══ The input

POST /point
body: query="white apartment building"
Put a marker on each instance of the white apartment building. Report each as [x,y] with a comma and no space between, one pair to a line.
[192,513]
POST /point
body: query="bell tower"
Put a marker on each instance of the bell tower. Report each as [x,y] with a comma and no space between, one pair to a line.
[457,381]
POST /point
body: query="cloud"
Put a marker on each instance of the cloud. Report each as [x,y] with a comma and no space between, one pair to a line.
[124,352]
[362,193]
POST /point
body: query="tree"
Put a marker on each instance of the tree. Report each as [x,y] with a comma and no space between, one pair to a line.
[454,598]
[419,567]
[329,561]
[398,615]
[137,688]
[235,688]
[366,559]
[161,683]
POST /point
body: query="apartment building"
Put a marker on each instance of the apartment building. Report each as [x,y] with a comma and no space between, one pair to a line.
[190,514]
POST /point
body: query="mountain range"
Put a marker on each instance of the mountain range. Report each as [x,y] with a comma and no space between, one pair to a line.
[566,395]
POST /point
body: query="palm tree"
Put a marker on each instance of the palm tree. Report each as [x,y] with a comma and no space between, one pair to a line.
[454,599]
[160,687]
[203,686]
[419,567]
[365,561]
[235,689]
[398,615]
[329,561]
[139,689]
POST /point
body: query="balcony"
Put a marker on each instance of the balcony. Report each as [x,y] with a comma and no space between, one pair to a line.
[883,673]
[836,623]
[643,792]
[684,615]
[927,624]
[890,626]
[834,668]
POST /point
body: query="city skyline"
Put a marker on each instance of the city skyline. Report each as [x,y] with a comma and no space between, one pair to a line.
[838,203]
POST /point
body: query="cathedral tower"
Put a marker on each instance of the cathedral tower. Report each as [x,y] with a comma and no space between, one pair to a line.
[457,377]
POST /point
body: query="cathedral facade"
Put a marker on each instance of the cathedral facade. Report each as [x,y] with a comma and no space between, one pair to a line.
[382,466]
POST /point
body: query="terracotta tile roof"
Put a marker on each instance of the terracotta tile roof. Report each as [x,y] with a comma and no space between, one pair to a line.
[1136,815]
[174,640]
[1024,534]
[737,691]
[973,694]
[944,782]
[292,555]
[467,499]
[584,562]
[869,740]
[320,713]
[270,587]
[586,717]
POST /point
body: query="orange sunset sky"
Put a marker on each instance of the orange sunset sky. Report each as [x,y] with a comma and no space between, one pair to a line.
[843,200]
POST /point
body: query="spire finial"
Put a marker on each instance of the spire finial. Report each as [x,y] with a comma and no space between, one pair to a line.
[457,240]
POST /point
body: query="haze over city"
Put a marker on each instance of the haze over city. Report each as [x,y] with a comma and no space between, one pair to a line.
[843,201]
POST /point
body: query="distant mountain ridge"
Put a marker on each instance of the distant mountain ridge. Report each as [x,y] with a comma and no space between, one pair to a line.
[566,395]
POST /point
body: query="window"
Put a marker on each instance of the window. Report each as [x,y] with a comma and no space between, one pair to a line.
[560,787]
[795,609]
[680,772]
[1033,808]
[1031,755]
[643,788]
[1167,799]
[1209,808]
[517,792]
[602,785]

════

What the task requires: From the listing above, extract all records word for word.

Output below:
POST /point
body: query="white apartment building"
Put a marker on each instance of the white apartment building. Report each as [x,y] with a comma and no space between, one pair to a line.
[192,513]
POST /point
body: query="bell tower"
Put a marker on each instance of the bell tower. Report each as [x,y] with a comma and no space between, one pair to a line.
[457,381]
POST /point
body: query="cloud"
Put a marker on each instance of the cloud. Report each as [x,y] with a comma and no space between, one pair to a line.
[124,352]
[362,193]
POST /point
body: query="tree"
Put a marker on each instance of the tree. Report each as [x,y] with a comma and no space between, one pair to a line.
[454,598]
[419,567]
[329,561]
[398,615]
[137,688]
[235,688]
[366,559]
[161,683]
POST /point
body: query="apartment building"
Put a marker on each instance of the apartment building. Report each as [x,y] with a comma and no space between, one pair to a line.
[190,514]
POST /point
body: query="mountain range"
Put a marker on each instance of the mountain range. Report each as [x,y] with a comma and no space between, one pair to a line.
[566,395]
POST /point
body: query="palm tree"
Put a marker on each instance of the palm tree. Report each as [x,y] with a comma and no space between, one pair to a line.
[454,599]
[160,687]
[203,686]
[419,567]
[365,561]
[235,689]
[398,615]
[329,561]
[139,689]
POST /point
body: query="balcony"
Put a marker on each instance of the balcony. Report each as [x,y] with a comma and no space between, one pair to a line.
[883,673]
[836,623]
[643,792]
[684,615]
[927,624]
[890,626]
[834,668]
POST /point
body: query="city skyline"
Put a marker on each instance of the city skyline. Report each as [x,y] with a comma and no space between, one pair to a line.
[838,203]
POST /point
body: query="cathedral tower"
Put a marker on each instance of the cathedral tower. Report each as [x,y] with a comma and no space between, one pair to a line.
[457,377]
POST /point
body: query="cathedral facade"
Put a marker on each instance of the cathedral facade. Report each as [x,y] with a comma and no space between, one pair to a line.
[382,466]
POST /point
body: query="terracotta tile roof"
Put a marker on each instance of the terracotta tile roof. Report each as [x,y] with a comma and no space between, one pair to a line.
[1136,815]
[174,640]
[1024,534]
[737,691]
[973,694]
[944,782]
[292,555]
[467,499]
[584,562]
[869,740]
[320,713]
[270,587]
[586,717]
POST /point
body: query="orange sunset sky"
Put a marker on each instance of the orange sunset sky. Report each as [x,y] with a comma and no space between, one pair to a line.
[843,200]
POST /point
body: query="spire finial"
Put a marker on each instance of the spire finial. Report each as [x,y] with a comma and no space between, one pair to a line.
[457,240]
POST /point
body: query="haze over city"
Put a marker on each instance of the haze over city. Report each as [x,y] with a comma and no space between, one pair to a line.
[843,201]
POST /point
body: query="distant mountain ridge"
Put a marker on each instance of the distant mountain ridge. Report each as [x,y] with a comma and no space between, one pair to a line.
[566,395]
POST /point
body: query="window"
Put a marker on each instance of the window. Report each as [x,y] with a comma and no space between, one pair to a line.
[560,787]
[795,609]
[680,772]
[1033,808]
[1031,755]
[643,788]
[1167,799]
[1209,808]
[517,792]
[602,785]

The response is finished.